Tarea requerida 1:
Explica, en una a tres oraciones, por qué Iturralde no estaba del todo convencido de que el palacio se hubiera quemado para impedir que los franceses se atrincheraran en él, según el texto sobre el incendio del Palacio Real de Olite.

··· Texto seleccionado ···

Por Luis Miguel Escudero
En febrero de 2013 se cumple el doscientos aniversario
del gran incendio que devastó el Palacio Real de Olite/Erriberri, una actuación
atribuida al guerrillero Francisco Espoz y Mina para mermar la operatividad de
las tropas de Napoleón en Navarra, un tópico cuya causa obedeció verdaderamente
a este fin, a la enemistad del de Idocin con el alcaide del castillo, a la reutilización
del plomo de los tejados como munición o, simplemente, al atractivo botín de
guerra. Las incógnitas todavía hoy se elevan en el tiempo, como las altas columnas
de humo de aquel destructor fuego que dejó el monumento por siglos en ruinas y
estuvo a punto de acabar del todo con él.
La versión
más manida es la que en los libros apunta que la quema se hizo para evitar que
los franceses se atrincheraran en un punto estratégico para la comunicación
entre Pamplona y Tudela. El cabecilla de la guerrilla navarra decidió, por
tanto, calcinar la fortaleza sin importarle su simbolismo histórico, la
arquitectura que conservaba o los vestigios artísticos que, como los techos
artesonados, todavía mantenía en el siglo XIX una de la residencias palaciegas
más lujosas de la Edad Media. A fin de cuentas eran tiempos de la guerra y
Espoz, un mero campesino trastocado en soldado, un militar al que luego algunos
historiadores le echaron en cara su insensibilidad gratuita.
La maniobra
destructiva aparece ligada a la toma del fuerte de Santa Lucía de Tafalla,
donde se rindió un destacamento de unos 400 franceses tras un bombardeó de
castigo de la guerrilla. El 16 de febrero de 1813, Espoz y Mina envió un parte al
general Gabriel Mendizábal en el que narró la ofensiva de Tafalla y, de forma
muy escueta, la manoseada versión del incendio del palacio de Olite.
En su
estudio sobre las ruinas del Castillo, Juan Iturralde y Suit incluyó la carta que
escribió Espoz a Mendizábal: “Así ha fenecido el sitio de la plaza de Tafalla,
y tal ha sido el resultado de su guarnición después de tres años de pacífica
posesión, a la que yo jamás pude oponerme por la falta de artillería. Concluida
esta operación he mandado destruir el fuerte y demoler todas las obras de
fortificación, así como también un convento inmediato, que fue de Recoletas, y
un palacio contiguo, por considerarlos a propósito para establecer guarnición
el enemigo. Lo que igualmente he
ejecutado con otro convento y palacio de Olite, a fin de tener expedita la
carretera desde Pamplona a Tudela, y obviar que el enemigo pueda cobijarse”.
Es el mismo
Iturralde quien, a finales del siglo XIX, comienza a preocuparse por la
restauración de la fortaleza y quien en su estudio no se muestra totalmente convencido
de la interpretación aniquiladora que convertía Olite en tierra quemada en un
momento en el que, precisamente, la dominación francesa comenzaba a flaquear y
su ejército a replegarse, por lo que la teoría del atrincheramiento en el
Palacio perdía fuerza. Iturralde, no en vano, destacó que tras el incendio del
edificio “las cubiertas de plomo de sus torreoncillos y garitones se fundieron
para hacer balas”, con las que Espoz y Mina perseveró para asentar su liderazgo
militar y, también, político.

··· Registros almacenados ···

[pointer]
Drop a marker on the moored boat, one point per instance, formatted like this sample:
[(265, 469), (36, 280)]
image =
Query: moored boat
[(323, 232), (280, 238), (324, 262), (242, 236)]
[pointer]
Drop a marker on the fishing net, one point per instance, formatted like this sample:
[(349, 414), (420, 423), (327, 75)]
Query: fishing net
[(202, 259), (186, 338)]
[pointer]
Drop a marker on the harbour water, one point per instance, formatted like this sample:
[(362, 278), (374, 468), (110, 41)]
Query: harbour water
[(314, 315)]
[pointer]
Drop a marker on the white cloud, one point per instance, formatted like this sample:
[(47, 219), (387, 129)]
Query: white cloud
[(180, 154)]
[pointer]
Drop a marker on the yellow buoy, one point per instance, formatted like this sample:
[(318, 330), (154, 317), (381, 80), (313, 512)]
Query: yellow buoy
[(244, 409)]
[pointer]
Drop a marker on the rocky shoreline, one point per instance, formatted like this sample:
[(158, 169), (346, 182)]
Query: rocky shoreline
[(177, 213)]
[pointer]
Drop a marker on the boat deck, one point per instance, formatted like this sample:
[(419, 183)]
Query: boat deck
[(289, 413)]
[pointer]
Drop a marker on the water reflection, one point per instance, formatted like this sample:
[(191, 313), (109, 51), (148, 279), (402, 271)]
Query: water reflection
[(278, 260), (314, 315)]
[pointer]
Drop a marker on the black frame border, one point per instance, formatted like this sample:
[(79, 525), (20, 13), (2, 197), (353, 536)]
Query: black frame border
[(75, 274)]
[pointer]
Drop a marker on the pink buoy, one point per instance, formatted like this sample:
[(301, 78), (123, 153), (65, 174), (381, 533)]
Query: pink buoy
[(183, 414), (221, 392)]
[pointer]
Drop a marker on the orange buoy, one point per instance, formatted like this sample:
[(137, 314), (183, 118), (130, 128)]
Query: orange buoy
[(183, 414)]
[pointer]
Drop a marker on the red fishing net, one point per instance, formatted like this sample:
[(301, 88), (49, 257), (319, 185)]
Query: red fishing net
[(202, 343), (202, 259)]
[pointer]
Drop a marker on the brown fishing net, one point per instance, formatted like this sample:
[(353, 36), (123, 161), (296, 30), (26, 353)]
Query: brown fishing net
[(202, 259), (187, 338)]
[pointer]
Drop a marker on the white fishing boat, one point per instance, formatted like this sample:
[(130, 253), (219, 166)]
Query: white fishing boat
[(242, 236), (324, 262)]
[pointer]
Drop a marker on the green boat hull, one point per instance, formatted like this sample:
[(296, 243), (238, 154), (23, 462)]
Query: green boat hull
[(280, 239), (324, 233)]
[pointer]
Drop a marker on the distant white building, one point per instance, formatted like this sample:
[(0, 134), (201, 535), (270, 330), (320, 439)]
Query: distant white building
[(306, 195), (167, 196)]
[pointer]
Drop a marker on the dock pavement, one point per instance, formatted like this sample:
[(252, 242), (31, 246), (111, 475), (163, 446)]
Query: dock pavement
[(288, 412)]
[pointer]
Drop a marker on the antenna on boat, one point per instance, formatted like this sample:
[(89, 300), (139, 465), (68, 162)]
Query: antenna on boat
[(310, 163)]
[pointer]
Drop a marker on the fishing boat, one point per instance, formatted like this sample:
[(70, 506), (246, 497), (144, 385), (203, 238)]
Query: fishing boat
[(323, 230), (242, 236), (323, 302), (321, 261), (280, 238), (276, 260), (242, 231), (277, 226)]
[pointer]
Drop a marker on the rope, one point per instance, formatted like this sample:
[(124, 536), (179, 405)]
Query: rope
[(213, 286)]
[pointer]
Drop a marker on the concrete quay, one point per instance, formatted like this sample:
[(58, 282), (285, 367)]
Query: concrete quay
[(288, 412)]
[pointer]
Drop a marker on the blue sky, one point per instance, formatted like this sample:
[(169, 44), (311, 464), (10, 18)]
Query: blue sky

···

Tarea requerida 2:
Indica cuántas líneas de los registros contienen la cadena "blue".

Salida esperada 1:
Cuando se produjo el incendio, la dominación francesa empezaba a flaquear y su ejército a replegarse. Por eso la teoría del atrincheramiento en el palacio perdía fuerza.

Salida esperada 2:
2